>> begin DOCUMENT EXCERPT

Re: Optimizing COPY with SIMD - Mailing list pgsql-hackers

From Neil Conway
Subject Re: Optimizing COPY with SIMD
Date
Msg-id CAOW5sYaNuci8gNgEPuk0mx2QXi1rJBikmS=dNmR2jpf0K+4svg@mail.gmail.com
Whole thread Raw
In response to Re: Optimizing COPY with SIMD  (Nathan Bossart <nathandbossart@gmail.com>)
List pgsql-hackers
On Wed, Jun 5, 2024 at 3:05 PM Nathan Bossart <nathandbossart@gmail.com> wrote:
For pg_lfind32(), we ended up using an overlapping approach for the
vectorized case (see commit 7644a73).  That appeared to help more than it
harmed in the many (admittedly branch predictor friendly) tests I ran.  I
wonder if you could do something similar here.

I didn't entirely follow what you are suggesting here -- seems like we would need to do strlen() for the non-SIMD case if we tried to use a similar approach.

It'd be interesting to see the threshold where your patch starts winning.

>> end DOCUMENT EXCERPT
>> begin MATERIAL SHOWN

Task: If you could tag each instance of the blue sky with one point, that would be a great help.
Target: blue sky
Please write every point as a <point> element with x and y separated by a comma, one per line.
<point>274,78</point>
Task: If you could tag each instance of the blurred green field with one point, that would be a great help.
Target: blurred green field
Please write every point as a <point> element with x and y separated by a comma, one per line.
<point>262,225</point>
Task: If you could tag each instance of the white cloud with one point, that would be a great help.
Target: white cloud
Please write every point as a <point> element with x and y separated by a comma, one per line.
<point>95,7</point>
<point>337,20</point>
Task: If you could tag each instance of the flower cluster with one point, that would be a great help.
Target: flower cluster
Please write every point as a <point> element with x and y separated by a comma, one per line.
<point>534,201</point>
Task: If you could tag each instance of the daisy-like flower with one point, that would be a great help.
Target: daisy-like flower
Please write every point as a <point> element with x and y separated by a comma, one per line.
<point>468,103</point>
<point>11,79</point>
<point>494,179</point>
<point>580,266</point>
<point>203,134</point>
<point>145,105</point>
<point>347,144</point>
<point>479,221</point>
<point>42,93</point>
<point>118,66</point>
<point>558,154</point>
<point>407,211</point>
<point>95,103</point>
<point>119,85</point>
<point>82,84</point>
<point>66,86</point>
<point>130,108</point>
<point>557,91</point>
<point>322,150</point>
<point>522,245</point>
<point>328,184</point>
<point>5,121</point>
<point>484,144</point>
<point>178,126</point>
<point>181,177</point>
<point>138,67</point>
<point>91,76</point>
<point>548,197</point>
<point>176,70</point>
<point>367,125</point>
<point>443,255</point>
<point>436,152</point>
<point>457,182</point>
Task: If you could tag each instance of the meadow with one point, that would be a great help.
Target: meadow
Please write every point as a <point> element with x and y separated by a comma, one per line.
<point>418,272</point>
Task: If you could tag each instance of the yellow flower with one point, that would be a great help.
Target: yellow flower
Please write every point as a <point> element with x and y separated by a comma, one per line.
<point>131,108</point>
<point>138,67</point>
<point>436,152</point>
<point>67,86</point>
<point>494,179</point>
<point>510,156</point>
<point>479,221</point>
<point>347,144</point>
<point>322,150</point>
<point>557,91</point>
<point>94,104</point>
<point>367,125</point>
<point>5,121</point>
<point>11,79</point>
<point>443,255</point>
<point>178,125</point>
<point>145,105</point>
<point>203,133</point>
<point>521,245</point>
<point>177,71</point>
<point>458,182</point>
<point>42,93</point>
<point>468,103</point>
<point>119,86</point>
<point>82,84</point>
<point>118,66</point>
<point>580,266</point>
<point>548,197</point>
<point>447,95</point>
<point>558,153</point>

>> end MATERIAL SHOWN

#### [WRITTEN TASKS]
**1)** In the post on optimizing COPY with SIMD, which commit is cited for the overlapping approach used in pg_lfind32()?
**2)** Continue the post on optimizing COPY with SIMD from its last line.

#### [TASK RESPONSES]
**1)** Commit 7644a73.

**2)**
IIUC the vector stuff won't take effect until there are 16 bytes to
process.  If we don't expect attributes to ordinarily be >= 16 bytes, it
might be worth trying to mitigate this ~3% regression.  Maybe we can find
some other small gains elsewhere to offset it.

For the particular short-strings benchmark I have been using (3 columns with 8-character ASCII strings in each), I suspect the regression is caused by the need to do a strlen(), rather than the vectorized loop itself (we skip the vectorized loop anyway because sizeof(Vector8) == 16 on this machine). (This explains why we see a regression on short strings for text but not CSV: CSV needed to do a strlen() for the non-quoted-string case regardless). Unfortunately this makes it tricky to make the optimization conditional on the length of the string. I suppose we could play some games where we start with a byte-by-byte loop and then switch over to the vectorized path (and take a strlen()) if we have seen more than, say, sizeof(Vector8) bytes so far. Seems a bit kludgy though.

I will do some more benchmarking and report back. For the time being, I'm not inclined to push to get the CopyAttributeOutTextVector() into the tree in its current state, as I agree that the short-attribute case is quite important.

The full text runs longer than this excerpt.